— Source records —
Content starts
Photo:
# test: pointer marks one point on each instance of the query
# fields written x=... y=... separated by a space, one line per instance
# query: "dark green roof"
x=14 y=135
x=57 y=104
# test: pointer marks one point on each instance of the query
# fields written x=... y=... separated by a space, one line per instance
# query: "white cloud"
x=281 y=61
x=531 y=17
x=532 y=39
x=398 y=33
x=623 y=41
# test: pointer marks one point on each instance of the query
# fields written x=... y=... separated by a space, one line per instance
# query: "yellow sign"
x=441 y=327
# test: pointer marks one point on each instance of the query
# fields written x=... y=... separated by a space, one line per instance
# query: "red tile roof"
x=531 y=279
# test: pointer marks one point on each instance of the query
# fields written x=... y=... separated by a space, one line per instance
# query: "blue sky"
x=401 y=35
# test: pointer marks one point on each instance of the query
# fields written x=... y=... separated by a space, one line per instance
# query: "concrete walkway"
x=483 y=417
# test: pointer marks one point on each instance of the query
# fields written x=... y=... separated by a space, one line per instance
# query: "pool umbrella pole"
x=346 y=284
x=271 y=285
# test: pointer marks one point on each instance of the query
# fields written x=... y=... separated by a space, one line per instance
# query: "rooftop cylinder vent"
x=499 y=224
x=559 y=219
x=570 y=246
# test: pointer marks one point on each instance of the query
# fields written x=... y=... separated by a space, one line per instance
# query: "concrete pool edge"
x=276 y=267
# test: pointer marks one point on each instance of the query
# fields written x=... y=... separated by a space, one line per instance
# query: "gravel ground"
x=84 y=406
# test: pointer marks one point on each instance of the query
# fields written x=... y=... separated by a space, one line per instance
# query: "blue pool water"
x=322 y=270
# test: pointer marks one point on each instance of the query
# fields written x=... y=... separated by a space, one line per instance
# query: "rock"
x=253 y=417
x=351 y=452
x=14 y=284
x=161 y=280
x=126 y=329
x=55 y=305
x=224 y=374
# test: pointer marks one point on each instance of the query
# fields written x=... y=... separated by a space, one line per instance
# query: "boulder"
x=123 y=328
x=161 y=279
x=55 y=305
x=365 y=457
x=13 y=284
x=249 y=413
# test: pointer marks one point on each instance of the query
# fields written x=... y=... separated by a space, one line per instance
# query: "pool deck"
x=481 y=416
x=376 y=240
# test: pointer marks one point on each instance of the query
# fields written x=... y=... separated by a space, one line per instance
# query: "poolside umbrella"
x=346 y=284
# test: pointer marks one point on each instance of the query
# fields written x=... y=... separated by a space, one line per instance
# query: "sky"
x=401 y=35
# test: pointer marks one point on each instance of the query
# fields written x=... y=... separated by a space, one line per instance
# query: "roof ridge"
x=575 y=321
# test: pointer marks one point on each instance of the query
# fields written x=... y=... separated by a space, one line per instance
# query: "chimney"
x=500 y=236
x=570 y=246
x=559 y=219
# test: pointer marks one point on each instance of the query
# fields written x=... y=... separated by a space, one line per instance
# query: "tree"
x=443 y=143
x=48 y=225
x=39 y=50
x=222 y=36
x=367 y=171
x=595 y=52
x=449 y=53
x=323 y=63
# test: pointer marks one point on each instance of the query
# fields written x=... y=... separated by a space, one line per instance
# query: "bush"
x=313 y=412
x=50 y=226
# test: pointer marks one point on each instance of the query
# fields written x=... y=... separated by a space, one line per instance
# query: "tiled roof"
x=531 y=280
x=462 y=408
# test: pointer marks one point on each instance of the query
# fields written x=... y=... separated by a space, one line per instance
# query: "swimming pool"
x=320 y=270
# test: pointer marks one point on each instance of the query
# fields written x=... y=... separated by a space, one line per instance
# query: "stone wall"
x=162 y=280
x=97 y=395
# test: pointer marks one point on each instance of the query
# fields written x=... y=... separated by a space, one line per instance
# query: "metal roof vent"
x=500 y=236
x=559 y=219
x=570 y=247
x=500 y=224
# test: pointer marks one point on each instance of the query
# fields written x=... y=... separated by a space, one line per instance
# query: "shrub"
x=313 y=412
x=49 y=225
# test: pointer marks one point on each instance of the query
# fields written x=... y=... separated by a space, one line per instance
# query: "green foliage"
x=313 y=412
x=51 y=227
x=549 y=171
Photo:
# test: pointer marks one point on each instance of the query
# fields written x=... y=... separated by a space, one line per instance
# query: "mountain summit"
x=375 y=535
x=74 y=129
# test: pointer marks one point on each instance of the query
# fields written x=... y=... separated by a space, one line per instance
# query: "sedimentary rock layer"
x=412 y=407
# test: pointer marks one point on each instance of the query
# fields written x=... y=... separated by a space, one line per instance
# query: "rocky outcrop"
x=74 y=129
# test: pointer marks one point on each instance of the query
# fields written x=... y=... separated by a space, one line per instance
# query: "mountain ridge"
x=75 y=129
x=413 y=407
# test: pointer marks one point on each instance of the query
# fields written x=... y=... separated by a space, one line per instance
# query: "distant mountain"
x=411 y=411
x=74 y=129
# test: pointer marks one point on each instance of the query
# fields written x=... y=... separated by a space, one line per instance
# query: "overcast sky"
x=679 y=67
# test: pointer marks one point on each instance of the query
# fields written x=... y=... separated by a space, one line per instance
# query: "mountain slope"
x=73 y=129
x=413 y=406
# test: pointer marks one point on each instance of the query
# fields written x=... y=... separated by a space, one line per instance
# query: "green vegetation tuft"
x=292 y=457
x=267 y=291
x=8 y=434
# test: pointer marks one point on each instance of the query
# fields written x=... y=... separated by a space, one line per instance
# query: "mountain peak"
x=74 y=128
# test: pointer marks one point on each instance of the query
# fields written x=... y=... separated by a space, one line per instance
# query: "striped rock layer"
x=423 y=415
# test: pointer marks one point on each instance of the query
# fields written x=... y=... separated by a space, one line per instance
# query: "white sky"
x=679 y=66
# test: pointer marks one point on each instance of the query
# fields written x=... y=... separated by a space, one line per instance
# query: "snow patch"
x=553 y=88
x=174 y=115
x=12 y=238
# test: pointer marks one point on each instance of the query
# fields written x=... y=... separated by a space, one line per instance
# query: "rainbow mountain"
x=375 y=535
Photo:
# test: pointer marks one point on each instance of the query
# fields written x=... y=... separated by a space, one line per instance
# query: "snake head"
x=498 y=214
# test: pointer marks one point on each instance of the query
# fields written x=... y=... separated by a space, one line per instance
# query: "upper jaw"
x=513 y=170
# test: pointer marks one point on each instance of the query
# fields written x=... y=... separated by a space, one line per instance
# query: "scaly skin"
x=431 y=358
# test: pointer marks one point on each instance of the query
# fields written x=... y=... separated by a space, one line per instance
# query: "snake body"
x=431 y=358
Content ends
— Task instructions —
Once more, write down the full material exactly as it appears.

— Problem solution —
Photo:
# test: pointer marks one point on each instance of the query
# fields written x=... y=... separated by a space, one line per instance
# query: "dark green roof"
x=14 y=135
x=57 y=104
# test: pointer marks one point on each instance of the query
# fields written x=... y=... separated by a space, one line per instance
# query: "white cloud"
x=281 y=61
x=531 y=17
x=532 y=39
x=398 y=33
x=623 y=41
# test: pointer marks one point on each instance of the query
# fields written x=... y=... separated by a space, one line per instance
# query: "yellow sign"
x=441 y=327
# test: pointer marks one point on each instance of the query
# fields written x=... y=... separated by a space, one line per instance
# query: "red tile roof"
x=531 y=279
# test: pointer marks one point on each instance of the query
# fields written x=... y=... separated by a space, one line per instance
# query: "blue sky"
x=401 y=35
# test: pointer marks one point on each instance of the query
# fields written x=... y=... separated by a space, one line per instance
# query: "concrete walkway"
x=483 y=417
# test: pointer marks one point on each instance of the query
# fields written x=... y=... separated by a space, one line per instance
# query: "pool umbrella pole"
x=346 y=284
x=271 y=285
# test: pointer marks one point on each instance of the query
# fields written x=... y=... separated by a space, one line per instance
# query: "rooftop cylinder vent"
x=499 y=224
x=559 y=219
x=570 y=246
# test: pointer marks one point on each instance of the query
# fields written x=... y=... separated by a space, one line per instance
# query: "concrete pool edge"
x=276 y=267
# test: pointer marks one point on each instance of the query
# fields written x=... y=... separated by a space, one line per instance
# query: "gravel ground"
x=84 y=406
# test: pointer marks one point on each instance of the query
# fields written x=... y=... separated by a space, one line per instance
# query: "blue pool water"
x=322 y=270
# test: pointer marks one point on each instance of the query
# fields written x=... y=... separated by a space, one line per instance
# query: "rock"
x=253 y=417
x=351 y=452
x=14 y=284
x=161 y=280
x=126 y=329
x=55 y=305
x=224 y=374
# test: pointer marks one point on each instance of the query
# fields written x=... y=... separated by a space, one line per instance
# query: "boulder"
x=123 y=328
x=161 y=279
x=55 y=305
x=365 y=457
x=13 y=284
x=249 y=413
# test: pointer marks one point on each instance of the query
# fields written x=... y=... separated by a space, one line per instance
# query: "pool deck"
x=481 y=416
x=376 y=240
# test: pointer marks one point on each instance of the query
# fields written x=... y=... separated by a space, one line per instance
# query: "poolside umbrella"
x=346 y=284
# test: pointer marks one point on each instance of the query
# fields written x=... y=... separated by a space, one line per instance
# query: "sky"
x=401 y=35
# test: pointer marks one point on each instance of the query
# fields written x=... y=... separated by a space, one line per instance
# query: "roof ridge"
x=575 y=321
# test: pointer marks one point on each instance of the query
# fields written x=... y=... separated by a space, one line per instance
# query: "chimney"
x=500 y=236
x=570 y=246
x=559 y=219
# test: pointer marks one point on each instance of the query
# fields written x=... y=... separated by a space, one line per instance
# query: "tree"
x=443 y=143
x=48 y=225
x=39 y=50
x=222 y=36
x=367 y=171
x=595 y=52
x=449 y=53
x=323 y=63
# test: pointer marks one point on each instance of the query
# fields written x=... y=... separated by a space, one line per instance
# query: "bush"
x=313 y=412
x=50 y=226
# test: pointer marks one point on each instance of the query
# fields written x=... y=... separated by a space, one line per instance
# query: "tiled roof"
x=531 y=280
x=462 y=408
# test: pointer marks one point on each instance of the query
# fields written x=... y=... separated by a space, one line per instance
# query: "swimming pool"
x=320 y=270
# test: pointer marks one point on each instance of the query
# fields written x=... y=... separated by a space, one line per instance
# query: "stone wall"
x=162 y=280
x=97 y=395
# test: pointer marks one point on each instance of the query
# fields written x=... y=... separated by a space, one line per instance
# query: "metal roof vent"
x=500 y=236
x=559 y=219
x=570 y=247
x=500 y=224
# test: pointer marks one point on each instance of the query
# fields written x=... y=... separated by a space, one line per instance
# query: "shrub"
x=313 y=412
x=49 y=225
# test: pointer marks one point on each instance of the query
# fields written x=... y=... separated by a space, one line per instance
# query: "green foliage"
x=313 y=412
x=51 y=227
x=549 y=171
Photo:
# test: pointer marks one point on each instance of the query
# fields written x=... y=... separated by a space, one line per instance
# query: "mountain summit"
x=375 y=535
x=74 y=129
# test: pointer marks one point on each instance of the query
# fields written x=... y=... separated by a space, one line per instance
# query: "sedimentary rock layer"
x=412 y=407
# test: pointer marks one point on each instance of the query
# fields written x=... y=... separated by a space, one line per instance
# query: "rocky outcrop"
x=74 y=129
# test: pointer marks one point on each instance of the query
# fields written x=... y=... separated by a space, one line per instance
# query: "mountain ridge"
x=75 y=129
x=413 y=407
# test: pointer marks one point on each instance of the query
# fields written x=... y=... separated by a space, one line per instance
# query: "distant mountain"
x=411 y=411
x=74 y=129
# test: pointer marks one point on each instance of the query
# fields written x=... y=... separated by a space, one line per instance
# query: "overcast sky"
x=679 y=67
# test: pointer marks one point on each instance of the query
# fields written x=... y=... separated by a space, one line per instance
# query: "mountain slope"
x=73 y=129
x=413 y=406
# test: pointer marks one point on each instance of the query
# fields written x=... y=... separated by a space, one line per instance
# query: "green vegetation tuft"
x=292 y=457
x=267 y=291
x=8 y=434
# test: pointer marks one point on each instance of the query
# fields written x=... y=... separated by a space, one line per instance
# query: "mountain peak"
x=74 y=128
# test: pointer marks one point on each instance of the query
# fields written x=... y=... separated by a space, one line per instance
# query: "striped rock layer"
x=423 y=415
# test: pointer marks one point on each instance of the query
# fields written x=... y=... separated by a space, one line per instance
# query: "white sky"
x=679 y=66
# test: pointer marks one point on each instance of the query
# fields written x=... y=... separated by a space, one line per instance
# query: "snow patch"
x=553 y=88
x=174 y=115
x=12 y=238
# test: pointer marks one point on each instance of the query
# fields written x=... y=... separated by a space, one line per instance
# query: "rainbow mountain"
x=375 y=535
Photo:
# test: pointer marks one point on each instance of the query
# fields written x=... y=... separated by a space, one line per instance
# query: "snake head"
x=498 y=214
# test: pointer marks one point on each instance of the query
# fields written x=... y=... separated by a space, one line per instance
# query: "upper jaw"
x=513 y=170
# test: pointer marks one point on each instance of the query
# fields written x=... y=... separated by a space, one line per instance
# query: "scaly skin"
x=431 y=358
# test: pointer marks one point on each instance of the query
# fields written x=... y=... separated by a space, one line per instance
# query: "snake body"
x=431 y=358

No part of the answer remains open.